┌──

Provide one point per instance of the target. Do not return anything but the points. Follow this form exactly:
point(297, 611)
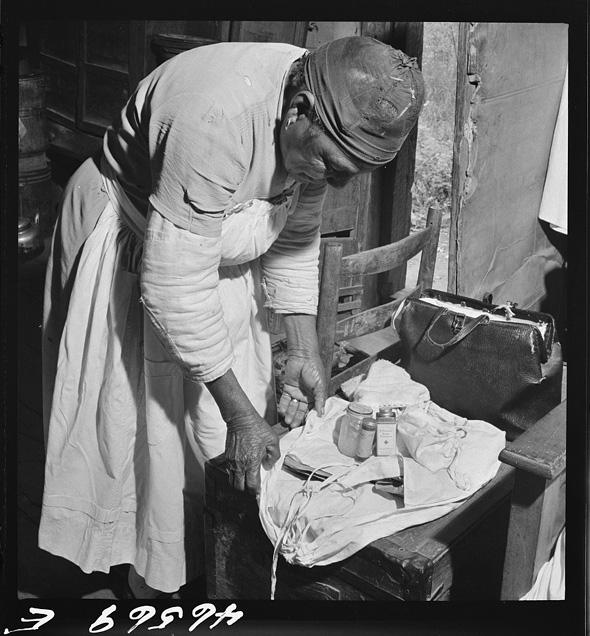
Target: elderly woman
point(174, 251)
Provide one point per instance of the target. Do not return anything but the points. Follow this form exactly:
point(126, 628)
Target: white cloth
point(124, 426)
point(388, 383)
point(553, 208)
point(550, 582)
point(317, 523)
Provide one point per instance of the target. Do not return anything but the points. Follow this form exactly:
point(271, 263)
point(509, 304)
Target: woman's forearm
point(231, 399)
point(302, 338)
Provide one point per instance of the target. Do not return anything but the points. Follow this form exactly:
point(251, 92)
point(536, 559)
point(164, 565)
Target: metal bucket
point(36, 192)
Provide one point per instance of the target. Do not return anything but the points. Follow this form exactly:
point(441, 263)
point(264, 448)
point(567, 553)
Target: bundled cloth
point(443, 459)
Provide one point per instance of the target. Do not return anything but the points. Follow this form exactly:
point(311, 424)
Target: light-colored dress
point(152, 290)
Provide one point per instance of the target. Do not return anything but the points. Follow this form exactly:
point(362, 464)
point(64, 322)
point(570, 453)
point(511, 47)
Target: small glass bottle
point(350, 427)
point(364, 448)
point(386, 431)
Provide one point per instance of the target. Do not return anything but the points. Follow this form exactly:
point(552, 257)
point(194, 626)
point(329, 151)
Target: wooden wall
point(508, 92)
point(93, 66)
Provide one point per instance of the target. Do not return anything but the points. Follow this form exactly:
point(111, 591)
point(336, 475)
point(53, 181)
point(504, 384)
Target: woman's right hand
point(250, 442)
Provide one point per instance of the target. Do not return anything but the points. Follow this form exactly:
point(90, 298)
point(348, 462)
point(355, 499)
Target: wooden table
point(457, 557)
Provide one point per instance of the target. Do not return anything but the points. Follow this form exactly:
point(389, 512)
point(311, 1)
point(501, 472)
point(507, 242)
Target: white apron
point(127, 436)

└──

- What you are asked to do -
Pull out every line of the records above that contains the word "woman", and copy each one in full.

- Reply -
Target: elderly woman
Target: woman's forearm
Target: woman's right hand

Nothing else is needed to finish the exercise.